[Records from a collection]
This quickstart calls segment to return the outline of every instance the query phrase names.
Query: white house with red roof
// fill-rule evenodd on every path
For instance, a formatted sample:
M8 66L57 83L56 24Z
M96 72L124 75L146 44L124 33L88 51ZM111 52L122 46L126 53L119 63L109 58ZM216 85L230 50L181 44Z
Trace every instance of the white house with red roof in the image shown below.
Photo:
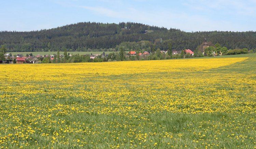
M191 50L190 50L189 49L186 50L186 53L188 53L191 54L191 55L192 55L192 56L194 55L194 52L191 51Z
M128 53L130 54L131 55L135 55L136 54L136 51L130 51Z

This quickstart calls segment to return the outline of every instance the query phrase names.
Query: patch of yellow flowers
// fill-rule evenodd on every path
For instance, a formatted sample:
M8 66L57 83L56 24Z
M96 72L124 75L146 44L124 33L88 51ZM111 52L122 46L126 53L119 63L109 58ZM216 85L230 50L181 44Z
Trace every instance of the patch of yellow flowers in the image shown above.
M195 130L193 122L184 128L196 138L193 143L205 147L218 146L225 124L231 139L255 141L232 133L255 130L253 116L246 123L232 121L255 115L255 74L224 69L247 59L0 65L0 147L187 147L170 141L183 134L152 120L161 113L231 114L231 119L221 115L223 123L199 121L203 130ZM211 140L208 131L216 132Z

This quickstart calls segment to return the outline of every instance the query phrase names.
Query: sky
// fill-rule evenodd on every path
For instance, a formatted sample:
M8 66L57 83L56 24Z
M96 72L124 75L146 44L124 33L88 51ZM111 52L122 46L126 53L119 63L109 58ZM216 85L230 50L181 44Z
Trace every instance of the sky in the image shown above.
M1 0L0 31L132 22L186 32L256 31L255 0Z

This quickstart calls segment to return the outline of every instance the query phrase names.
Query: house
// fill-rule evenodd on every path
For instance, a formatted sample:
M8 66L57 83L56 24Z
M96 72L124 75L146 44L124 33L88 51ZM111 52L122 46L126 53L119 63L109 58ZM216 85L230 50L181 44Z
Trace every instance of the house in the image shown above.
M192 56L193 56L194 55L194 52L192 52L192 51L191 51L190 49L186 49L186 51L185 51L185 52L186 52L186 53L188 53L189 54L191 54L191 55L192 55Z
M29 60L27 61L27 63L29 63L29 64L34 64L35 62L34 61L32 60Z
M172 51L173 54L178 54L178 51Z
M25 61L26 60L24 58L18 57L16 58L16 63L17 64L24 64Z
M144 55L149 55L150 54L149 52L147 51L145 51L144 52L144 53L142 54Z
M131 55L135 55L136 54L136 51L130 51L128 53L130 54Z

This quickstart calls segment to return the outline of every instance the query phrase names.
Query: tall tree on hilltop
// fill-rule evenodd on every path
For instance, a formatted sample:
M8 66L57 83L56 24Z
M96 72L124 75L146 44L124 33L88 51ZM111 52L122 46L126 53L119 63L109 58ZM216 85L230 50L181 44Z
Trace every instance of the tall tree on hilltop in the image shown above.
M1 46L0 48L0 60L5 60L5 57L4 57L4 54L6 52L6 50L4 45Z
M125 58L125 55L124 49L122 47L120 48L120 52L119 53L119 54L120 55L120 60L121 61L124 61Z
M172 43L169 43L168 44L168 50L167 50L167 53L168 54L168 55L169 55L170 56L171 59L172 58Z

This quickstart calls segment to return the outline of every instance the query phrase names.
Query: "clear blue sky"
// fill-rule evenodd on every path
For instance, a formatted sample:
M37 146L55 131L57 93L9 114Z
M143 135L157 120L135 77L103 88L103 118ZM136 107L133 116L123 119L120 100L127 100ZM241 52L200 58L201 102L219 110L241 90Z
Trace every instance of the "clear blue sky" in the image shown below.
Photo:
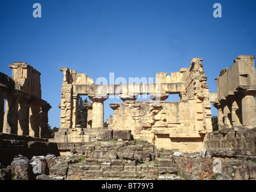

Description of the task
Pull out each line from the records above that contains the word "hilltop".

Answer to the problem
Query: tall tree on hilltop
Trace every instance of the tall tree on hilltop in the image shown above.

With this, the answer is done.